• Problems:
[1] In the lesson on quadratic and rational inequalities, which letter labels the interval between -1 and 6?
[2] Continue the lesson on quadratic and rational inequalities, starting right after its last sentence.

• Passage to read:

Lesson Objectives
- Demonstrate an understanding of inequalities and interval notation
- Learn how to solve a quadratic inequality
- Learn how to solve a rational inequality
How to Solve Quadratic & Rational Inequalities
In this lesson, we will learn how to solve quadratic and rational inequalities. Let's begin with quadratic inequalities.
To solve a quadratic inequality:
Example 1: Solve each inequality. $$x^2 - 5x - 6 > 0$$ Step 1) We will change this inequality into an equality and solve for x. $$x^2 - 5x - 6=0$$ $$(x - 6)(x + 1)=0$$ $$x=-1, 6$$ Step 2) Use the solutions to the equation in step 1 as the endpoints. These endpoints will allow us to set up intervals on the number line.
On the horizontal number line, we can set up three intervals:
We have split the number line up into three intervals. One interval contains any number less than -1 and is labeled with the letter "A". The next interval is between -1 and 6. This interval is labeled with the letter "B". Lastly, we have an interval that consists of any number that is greater than 6. This interval is labeled with the letter "C".
Step 3) Substitute a test number from each interval into the original inequality.

• Extracted material:
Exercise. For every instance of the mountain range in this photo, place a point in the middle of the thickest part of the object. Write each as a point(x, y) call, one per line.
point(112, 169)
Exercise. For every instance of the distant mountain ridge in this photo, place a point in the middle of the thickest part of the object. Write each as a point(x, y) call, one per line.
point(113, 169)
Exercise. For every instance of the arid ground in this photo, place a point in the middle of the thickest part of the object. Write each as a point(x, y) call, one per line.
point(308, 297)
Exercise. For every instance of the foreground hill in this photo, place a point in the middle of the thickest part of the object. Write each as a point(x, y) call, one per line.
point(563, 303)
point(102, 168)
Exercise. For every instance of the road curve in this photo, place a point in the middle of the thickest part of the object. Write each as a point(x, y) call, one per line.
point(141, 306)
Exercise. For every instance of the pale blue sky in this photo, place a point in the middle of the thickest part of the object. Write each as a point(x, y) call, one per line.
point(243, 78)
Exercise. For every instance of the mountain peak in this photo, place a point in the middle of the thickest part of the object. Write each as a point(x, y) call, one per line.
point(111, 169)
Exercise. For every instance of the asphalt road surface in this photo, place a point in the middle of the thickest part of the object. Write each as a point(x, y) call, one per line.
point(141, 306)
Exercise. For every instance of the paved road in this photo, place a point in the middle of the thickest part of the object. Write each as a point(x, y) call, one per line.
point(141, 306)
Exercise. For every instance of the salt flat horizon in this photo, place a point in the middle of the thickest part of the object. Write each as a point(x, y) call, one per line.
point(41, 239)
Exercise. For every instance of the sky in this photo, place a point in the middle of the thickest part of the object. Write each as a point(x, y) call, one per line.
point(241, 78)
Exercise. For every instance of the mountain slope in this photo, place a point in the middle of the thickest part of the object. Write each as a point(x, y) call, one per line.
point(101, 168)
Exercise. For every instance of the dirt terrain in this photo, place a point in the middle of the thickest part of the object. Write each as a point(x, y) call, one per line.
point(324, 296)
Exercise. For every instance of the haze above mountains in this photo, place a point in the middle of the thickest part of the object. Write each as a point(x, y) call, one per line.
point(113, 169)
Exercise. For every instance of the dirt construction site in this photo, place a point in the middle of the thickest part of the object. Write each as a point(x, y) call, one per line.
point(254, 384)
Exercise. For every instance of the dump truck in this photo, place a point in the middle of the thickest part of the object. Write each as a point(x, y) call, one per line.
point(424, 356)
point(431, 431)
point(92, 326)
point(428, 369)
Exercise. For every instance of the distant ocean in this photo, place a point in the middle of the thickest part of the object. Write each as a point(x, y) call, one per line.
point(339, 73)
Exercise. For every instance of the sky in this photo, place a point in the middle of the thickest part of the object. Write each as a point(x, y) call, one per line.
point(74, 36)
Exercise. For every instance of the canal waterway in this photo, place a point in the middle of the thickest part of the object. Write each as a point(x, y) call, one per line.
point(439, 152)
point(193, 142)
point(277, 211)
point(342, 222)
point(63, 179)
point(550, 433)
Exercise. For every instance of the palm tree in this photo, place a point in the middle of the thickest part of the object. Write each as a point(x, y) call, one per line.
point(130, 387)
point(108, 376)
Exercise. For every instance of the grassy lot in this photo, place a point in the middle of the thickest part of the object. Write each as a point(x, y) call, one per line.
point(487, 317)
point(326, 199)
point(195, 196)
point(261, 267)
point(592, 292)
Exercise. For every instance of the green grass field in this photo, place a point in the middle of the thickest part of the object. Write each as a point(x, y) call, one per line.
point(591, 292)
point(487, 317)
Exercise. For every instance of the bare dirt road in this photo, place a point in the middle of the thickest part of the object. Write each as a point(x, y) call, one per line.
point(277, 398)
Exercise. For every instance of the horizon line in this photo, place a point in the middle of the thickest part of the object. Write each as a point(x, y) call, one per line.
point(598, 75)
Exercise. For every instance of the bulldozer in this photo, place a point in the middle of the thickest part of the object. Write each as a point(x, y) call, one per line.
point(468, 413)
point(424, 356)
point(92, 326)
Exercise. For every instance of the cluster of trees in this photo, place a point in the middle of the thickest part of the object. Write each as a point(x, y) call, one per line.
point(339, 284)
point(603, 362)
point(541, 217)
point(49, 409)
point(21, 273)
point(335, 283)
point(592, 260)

• Answers in order:
[1] The letter "B"

[2]
Let's begin with interval A, we can choose any value that is less than -1. Let's choose -2, we will plug this in for x in the original inequality. $$(-2)^2 - 5(-2) - 6 > 0$$ $$4 + 10 - 6 > 0$$ $$\require{color}8 > 0 \hspace{.25em}\color{green}{✔}$$ Since the test number of (-2) produces a true statement, we know values that are less than -1 will satisfy the inequality. Let's now choose a number in interval B. Since 0 is easy to work with, we will plug this in for x in the original inequality. $$(0)^2 - 5(0) - 6 > 0$$ $$-6 > 0 \hspace{.25em}\color{red}{✖}$$ Since the test number of 0 produces a false statement, we know values that are between -1 and 6 will not satisfy the inequality. Let's now choose a number in interval C. Let's choose 7, we will plug this in for x in the original inequality. $$(7)^2 - 5(7) - 6 > 0$$ $$49 - 35 - 6 > 0$$ $$8 > 0 \hspace{.25em}\color{green}{✔}$$ Since the test number of 7 produces a true statement, we know values that are greater than 6 will satisfy the inequality. Now we can put together a final answer. We know the endpoints are excluded since we have a strict inequality. We can state our answer as: $$x < -1 \hspace{.2em}or\hspace{.2em}x > 6$$ Our solution in interval notation: $$(-\infty, -1) ∪ (6,∞)$$ We can also graph the interval on the number line:
Let's look at another example.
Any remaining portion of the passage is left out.